While the many thwarted plans of the 1960s may constitute a warning about prognostication, the city has adopted an official Waterfront Concept Plan. The planning process behind this document began in 2003 and centered on a 300-person Visioning Charrette in February 2004, the largest event of its kind in the city's history. Aside from the city's process, plans are under consideration for major work at the Washington State Ferry terminal and the Seattle Aquarium; the Olympic Sculpture Park has already transformed the northern end of the Central Waterfront.

Some things about the future of the Central Waterfront are clear. The 2001 Nisqually earthquake revealed that the Alaskan Way Viaduct is unsound and the seawall is in very poor condition. Another earthquake could cause liquefaction of the soils, undermining the viaduct and placing massive pressure on the seawall. While there may be much question as to what will happen, there is no doubt that things cannot remain as they are. Elsewhere on the waterfront, the deteriorating Piers 62 and 63 also cannot remain as they are.

In 2008, the Washington State Department of Transportation considered eight scenarios for replacing the viaduct's Central Waterfront section, including three surface road options, two viaduct options (one with a park level over the traffic level), a bored tunnel, a cut-and-cover tunnel, and a lidded roadway. The bored tunnel option was selected the following year. The city's Department of Parks and Recreation is considering five different alternatives for replacing Piers 62 and 63, some of them integrated with specific replacement plans for the viaduct.

The State Route 99 tunnel opened in February 2019 following years of delay in construction. The Alaska way viaduct was torn down over the course of 2019, allowing for redevelopment of the waterfront area. Plans for the future waterfront, with construction into 2023, include a new Alaskan Way with bike lanes, an adjoining landscaped promenade, and pedestrian links from the waterfront and Pike Place Market.

> Work order: Quote from the Seattle waterfront text, starting with "In 2008, the" and going on through "for the viaduct.".

> Extracted entries:
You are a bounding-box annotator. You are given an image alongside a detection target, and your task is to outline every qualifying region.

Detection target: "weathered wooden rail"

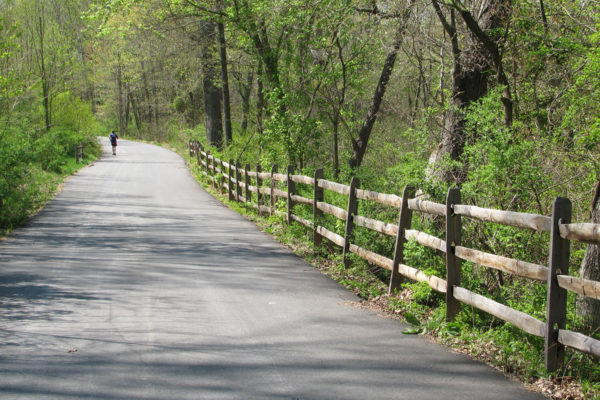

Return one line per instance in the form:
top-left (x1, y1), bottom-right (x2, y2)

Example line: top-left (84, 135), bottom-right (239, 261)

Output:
top-left (190, 142), bottom-right (600, 371)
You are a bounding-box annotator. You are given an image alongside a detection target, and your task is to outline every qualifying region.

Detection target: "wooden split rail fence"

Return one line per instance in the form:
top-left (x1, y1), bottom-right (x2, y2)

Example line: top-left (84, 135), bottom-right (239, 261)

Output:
top-left (190, 141), bottom-right (600, 371)
top-left (75, 144), bottom-right (84, 164)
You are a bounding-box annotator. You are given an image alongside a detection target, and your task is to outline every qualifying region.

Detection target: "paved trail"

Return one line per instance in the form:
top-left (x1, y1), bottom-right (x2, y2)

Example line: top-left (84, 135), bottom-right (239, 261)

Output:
top-left (0, 141), bottom-right (542, 400)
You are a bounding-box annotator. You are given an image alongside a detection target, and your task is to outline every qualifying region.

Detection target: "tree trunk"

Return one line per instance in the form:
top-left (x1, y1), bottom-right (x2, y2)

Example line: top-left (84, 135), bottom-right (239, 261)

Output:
top-left (428, 0), bottom-right (512, 185)
top-left (117, 54), bottom-right (125, 137)
top-left (200, 21), bottom-right (223, 149)
top-left (348, 0), bottom-right (415, 169)
top-left (577, 181), bottom-right (600, 333)
top-left (240, 70), bottom-right (254, 134)
top-left (38, 15), bottom-right (52, 131)
top-left (217, 22), bottom-right (233, 146)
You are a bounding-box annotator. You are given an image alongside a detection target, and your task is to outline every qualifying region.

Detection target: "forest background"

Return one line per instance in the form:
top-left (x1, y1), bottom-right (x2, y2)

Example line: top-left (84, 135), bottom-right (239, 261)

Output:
top-left (0, 0), bottom-right (600, 393)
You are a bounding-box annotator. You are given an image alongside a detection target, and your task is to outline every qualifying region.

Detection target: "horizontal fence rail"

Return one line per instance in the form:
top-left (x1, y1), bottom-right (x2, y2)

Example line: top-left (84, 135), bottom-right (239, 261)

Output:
top-left (189, 141), bottom-right (600, 371)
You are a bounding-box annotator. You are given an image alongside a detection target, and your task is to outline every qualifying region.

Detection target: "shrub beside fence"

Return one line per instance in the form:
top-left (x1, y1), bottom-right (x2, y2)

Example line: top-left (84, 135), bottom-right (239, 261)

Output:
top-left (190, 141), bottom-right (600, 371)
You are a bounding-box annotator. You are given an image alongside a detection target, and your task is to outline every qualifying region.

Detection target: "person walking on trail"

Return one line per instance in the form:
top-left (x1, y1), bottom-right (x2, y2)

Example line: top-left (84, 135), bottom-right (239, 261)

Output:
top-left (108, 131), bottom-right (119, 156)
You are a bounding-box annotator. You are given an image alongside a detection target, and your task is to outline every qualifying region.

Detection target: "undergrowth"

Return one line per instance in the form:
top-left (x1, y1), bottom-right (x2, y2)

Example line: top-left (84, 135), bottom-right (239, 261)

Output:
top-left (184, 153), bottom-right (600, 400)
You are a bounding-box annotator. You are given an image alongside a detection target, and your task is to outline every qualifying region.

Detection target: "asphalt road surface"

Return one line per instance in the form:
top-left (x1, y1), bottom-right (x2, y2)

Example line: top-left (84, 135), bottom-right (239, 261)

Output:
top-left (0, 139), bottom-right (543, 400)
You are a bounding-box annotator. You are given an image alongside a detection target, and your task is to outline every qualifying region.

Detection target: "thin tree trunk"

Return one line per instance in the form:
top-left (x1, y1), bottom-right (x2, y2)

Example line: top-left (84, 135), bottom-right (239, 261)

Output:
top-left (117, 54), bottom-right (125, 136)
top-left (38, 16), bottom-right (52, 131)
top-left (240, 70), bottom-right (254, 134)
top-left (217, 22), bottom-right (233, 146)
top-left (200, 21), bottom-right (223, 149)
top-left (348, 0), bottom-right (415, 169)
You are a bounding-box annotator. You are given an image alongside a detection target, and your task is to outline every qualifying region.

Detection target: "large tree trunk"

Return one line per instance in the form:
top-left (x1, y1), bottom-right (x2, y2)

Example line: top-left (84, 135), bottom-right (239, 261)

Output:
top-left (577, 181), bottom-right (600, 333)
top-left (428, 0), bottom-right (512, 185)
top-left (200, 21), bottom-right (223, 149)
top-left (348, 0), bottom-right (415, 169)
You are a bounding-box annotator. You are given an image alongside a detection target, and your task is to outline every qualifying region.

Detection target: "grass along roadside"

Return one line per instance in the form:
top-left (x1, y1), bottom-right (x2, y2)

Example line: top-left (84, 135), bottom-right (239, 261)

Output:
top-left (186, 158), bottom-right (600, 400)
top-left (0, 149), bottom-right (99, 238)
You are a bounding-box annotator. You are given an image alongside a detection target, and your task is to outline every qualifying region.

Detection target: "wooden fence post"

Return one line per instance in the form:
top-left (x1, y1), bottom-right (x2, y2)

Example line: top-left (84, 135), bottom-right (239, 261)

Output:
top-left (446, 188), bottom-right (462, 321)
top-left (313, 168), bottom-right (325, 252)
top-left (342, 177), bottom-right (360, 268)
top-left (388, 185), bottom-right (415, 294)
top-left (196, 144), bottom-right (204, 168)
top-left (544, 197), bottom-right (571, 372)
top-left (244, 164), bottom-right (252, 208)
top-left (287, 165), bottom-right (296, 225)
top-left (235, 161), bottom-right (242, 203)
top-left (227, 158), bottom-right (235, 201)
top-left (219, 159), bottom-right (225, 193)
top-left (256, 164), bottom-right (263, 215)
top-left (205, 150), bottom-right (210, 182)
top-left (271, 164), bottom-right (279, 215)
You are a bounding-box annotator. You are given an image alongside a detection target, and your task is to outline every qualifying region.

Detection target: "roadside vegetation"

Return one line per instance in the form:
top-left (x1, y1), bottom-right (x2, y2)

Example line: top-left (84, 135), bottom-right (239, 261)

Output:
top-left (0, 0), bottom-right (600, 398)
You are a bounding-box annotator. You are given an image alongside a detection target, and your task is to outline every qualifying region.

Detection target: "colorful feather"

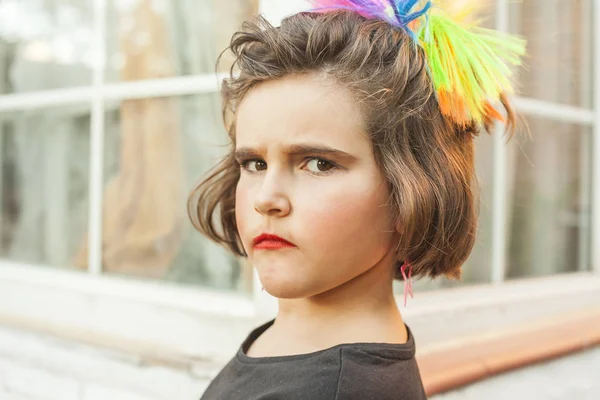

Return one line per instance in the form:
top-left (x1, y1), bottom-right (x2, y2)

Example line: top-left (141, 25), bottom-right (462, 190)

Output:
top-left (419, 10), bottom-right (525, 126)
top-left (310, 0), bottom-right (525, 126)
top-left (310, 0), bottom-right (431, 33)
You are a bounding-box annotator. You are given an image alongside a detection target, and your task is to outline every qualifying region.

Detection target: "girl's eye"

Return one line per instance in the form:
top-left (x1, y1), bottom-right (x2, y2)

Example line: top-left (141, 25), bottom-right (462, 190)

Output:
top-left (240, 160), bottom-right (267, 172)
top-left (306, 158), bottom-right (335, 174)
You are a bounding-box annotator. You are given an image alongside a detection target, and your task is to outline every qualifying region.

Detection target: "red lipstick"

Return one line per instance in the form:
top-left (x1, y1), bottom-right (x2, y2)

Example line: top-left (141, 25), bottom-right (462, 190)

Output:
top-left (253, 233), bottom-right (296, 250)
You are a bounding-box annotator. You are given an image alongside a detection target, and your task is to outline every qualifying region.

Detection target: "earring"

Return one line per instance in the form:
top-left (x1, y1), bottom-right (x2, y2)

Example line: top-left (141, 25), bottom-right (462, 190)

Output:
top-left (400, 261), bottom-right (414, 307)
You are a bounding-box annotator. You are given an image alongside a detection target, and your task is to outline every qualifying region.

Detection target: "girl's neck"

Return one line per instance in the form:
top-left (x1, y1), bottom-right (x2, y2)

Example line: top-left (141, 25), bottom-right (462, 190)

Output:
top-left (271, 253), bottom-right (407, 349)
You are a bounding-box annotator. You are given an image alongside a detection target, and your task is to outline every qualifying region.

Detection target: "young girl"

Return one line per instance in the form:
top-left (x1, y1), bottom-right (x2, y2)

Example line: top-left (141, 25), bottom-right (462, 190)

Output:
top-left (190, 0), bottom-right (523, 400)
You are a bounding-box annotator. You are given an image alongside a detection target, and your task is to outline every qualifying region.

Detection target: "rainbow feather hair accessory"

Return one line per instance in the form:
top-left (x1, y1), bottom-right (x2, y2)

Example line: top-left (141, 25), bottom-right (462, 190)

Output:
top-left (310, 0), bottom-right (525, 127)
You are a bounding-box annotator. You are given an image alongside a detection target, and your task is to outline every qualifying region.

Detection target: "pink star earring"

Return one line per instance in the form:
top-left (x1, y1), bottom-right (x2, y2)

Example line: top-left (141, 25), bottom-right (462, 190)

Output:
top-left (400, 261), bottom-right (414, 307)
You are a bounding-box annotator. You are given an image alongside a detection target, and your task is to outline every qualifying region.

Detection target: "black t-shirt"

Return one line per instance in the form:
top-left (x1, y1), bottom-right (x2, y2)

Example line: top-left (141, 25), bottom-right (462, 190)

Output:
top-left (200, 320), bottom-right (427, 400)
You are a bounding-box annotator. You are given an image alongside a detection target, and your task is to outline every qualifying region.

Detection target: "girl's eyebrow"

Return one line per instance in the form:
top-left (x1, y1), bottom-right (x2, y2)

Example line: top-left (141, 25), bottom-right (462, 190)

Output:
top-left (234, 144), bottom-right (357, 161)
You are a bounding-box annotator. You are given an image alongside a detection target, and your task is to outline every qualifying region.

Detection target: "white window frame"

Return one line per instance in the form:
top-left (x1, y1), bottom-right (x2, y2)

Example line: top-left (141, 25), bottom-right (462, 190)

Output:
top-left (0, 0), bottom-right (600, 357)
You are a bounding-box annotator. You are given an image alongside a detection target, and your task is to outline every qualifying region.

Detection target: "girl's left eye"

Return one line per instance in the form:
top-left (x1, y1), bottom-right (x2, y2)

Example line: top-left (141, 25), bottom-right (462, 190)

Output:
top-left (306, 158), bottom-right (336, 174)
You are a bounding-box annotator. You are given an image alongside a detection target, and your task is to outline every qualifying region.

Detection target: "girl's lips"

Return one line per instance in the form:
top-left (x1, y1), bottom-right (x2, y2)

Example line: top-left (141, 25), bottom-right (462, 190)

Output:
top-left (254, 240), bottom-right (296, 250)
top-left (254, 233), bottom-right (296, 250)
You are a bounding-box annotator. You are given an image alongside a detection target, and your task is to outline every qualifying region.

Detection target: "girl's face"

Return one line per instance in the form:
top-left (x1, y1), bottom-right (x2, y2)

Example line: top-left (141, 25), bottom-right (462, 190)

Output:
top-left (235, 75), bottom-right (393, 298)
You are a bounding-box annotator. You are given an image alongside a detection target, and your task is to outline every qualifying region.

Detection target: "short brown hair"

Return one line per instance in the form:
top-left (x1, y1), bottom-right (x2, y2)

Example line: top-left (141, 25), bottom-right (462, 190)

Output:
top-left (188, 10), bottom-right (515, 279)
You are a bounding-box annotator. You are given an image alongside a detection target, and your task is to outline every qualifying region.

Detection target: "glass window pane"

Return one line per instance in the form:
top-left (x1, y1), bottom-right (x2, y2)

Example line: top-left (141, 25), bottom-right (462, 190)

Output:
top-left (94, 93), bottom-right (252, 291)
top-left (507, 118), bottom-right (592, 279)
top-left (0, 0), bottom-right (93, 94)
top-left (0, 106), bottom-right (90, 268)
top-left (107, 0), bottom-right (258, 82)
top-left (510, 0), bottom-right (592, 108)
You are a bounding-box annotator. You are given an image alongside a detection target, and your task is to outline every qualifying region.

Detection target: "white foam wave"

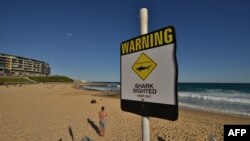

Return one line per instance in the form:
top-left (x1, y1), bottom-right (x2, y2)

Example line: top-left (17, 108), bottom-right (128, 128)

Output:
top-left (179, 102), bottom-right (250, 117)
top-left (179, 92), bottom-right (250, 104)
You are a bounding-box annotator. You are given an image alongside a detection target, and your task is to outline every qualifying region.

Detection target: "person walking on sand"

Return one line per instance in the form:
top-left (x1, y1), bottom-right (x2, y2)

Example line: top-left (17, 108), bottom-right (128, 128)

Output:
top-left (99, 107), bottom-right (107, 136)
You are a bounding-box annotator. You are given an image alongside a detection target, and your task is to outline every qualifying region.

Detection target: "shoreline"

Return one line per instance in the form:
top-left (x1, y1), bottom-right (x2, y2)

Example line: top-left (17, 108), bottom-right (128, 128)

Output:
top-left (76, 84), bottom-right (250, 118)
top-left (0, 83), bottom-right (250, 141)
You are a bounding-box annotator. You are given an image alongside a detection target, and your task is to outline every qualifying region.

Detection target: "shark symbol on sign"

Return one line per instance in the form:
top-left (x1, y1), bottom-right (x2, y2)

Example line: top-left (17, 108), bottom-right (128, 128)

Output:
top-left (136, 65), bottom-right (151, 71)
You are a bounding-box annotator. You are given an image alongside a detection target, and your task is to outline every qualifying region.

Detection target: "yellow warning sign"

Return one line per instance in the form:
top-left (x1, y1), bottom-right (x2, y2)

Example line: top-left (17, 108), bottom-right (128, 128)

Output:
top-left (132, 53), bottom-right (157, 80)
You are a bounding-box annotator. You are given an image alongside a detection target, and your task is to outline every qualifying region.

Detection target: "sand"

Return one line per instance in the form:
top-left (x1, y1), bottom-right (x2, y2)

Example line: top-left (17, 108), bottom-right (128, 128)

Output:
top-left (0, 84), bottom-right (250, 141)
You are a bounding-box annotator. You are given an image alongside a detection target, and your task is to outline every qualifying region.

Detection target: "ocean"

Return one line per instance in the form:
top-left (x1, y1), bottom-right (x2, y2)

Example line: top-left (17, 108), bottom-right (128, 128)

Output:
top-left (81, 82), bottom-right (250, 117)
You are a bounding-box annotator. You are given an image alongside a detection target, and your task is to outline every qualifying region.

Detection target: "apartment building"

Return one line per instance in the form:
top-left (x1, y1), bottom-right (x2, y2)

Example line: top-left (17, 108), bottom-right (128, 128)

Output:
top-left (0, 53), bottom-right (50, 76)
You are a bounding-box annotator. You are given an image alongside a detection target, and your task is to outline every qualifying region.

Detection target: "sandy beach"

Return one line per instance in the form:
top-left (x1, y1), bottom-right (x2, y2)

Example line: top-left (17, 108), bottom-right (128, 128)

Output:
top-left (0, 84), bottom-right (250, 141)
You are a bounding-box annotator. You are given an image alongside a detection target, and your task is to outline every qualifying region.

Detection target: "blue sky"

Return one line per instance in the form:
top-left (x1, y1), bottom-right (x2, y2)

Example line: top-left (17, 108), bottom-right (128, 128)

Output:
top-left (0, 0), bottom-right (250, 82)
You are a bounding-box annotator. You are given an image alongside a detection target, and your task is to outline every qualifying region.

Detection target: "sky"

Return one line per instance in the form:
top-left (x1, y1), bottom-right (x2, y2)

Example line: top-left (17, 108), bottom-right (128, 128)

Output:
top-left (0, 0), bottom-right (250, 83)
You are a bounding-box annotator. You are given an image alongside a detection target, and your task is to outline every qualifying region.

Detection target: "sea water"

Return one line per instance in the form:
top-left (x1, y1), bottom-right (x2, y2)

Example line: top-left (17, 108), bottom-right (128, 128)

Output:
top-left (178, 83), bottom-right (250, 116)
top-left (82, 82), bottom-right (250, 117)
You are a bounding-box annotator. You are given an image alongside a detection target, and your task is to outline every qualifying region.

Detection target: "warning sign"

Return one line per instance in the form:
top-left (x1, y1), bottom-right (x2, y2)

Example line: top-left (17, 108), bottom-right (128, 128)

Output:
top-left (132, 53), bottom-right (157, 80)
top-left (120, 26), bottom-right (178, 120)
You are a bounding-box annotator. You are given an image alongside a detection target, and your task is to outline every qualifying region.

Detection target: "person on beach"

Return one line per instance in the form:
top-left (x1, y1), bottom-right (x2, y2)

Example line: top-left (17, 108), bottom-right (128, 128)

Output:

> Written solution:
In 2008, the Washington State Department of Transportation considered eight scenarios for replacing the viaduct's Central Waterfront section, including three surface road options, two viaduct options (one with a park level over the traffic level), a bored tunnel, a cut-and-cover tunnel, and a lidded roadway. The bored tunnel option was selected the following year. The city's Department of Parks and Recreation is considering five different alternatives for replacing Piers 62 and 63, some of them integrated with specific replacement plans for the viaduct.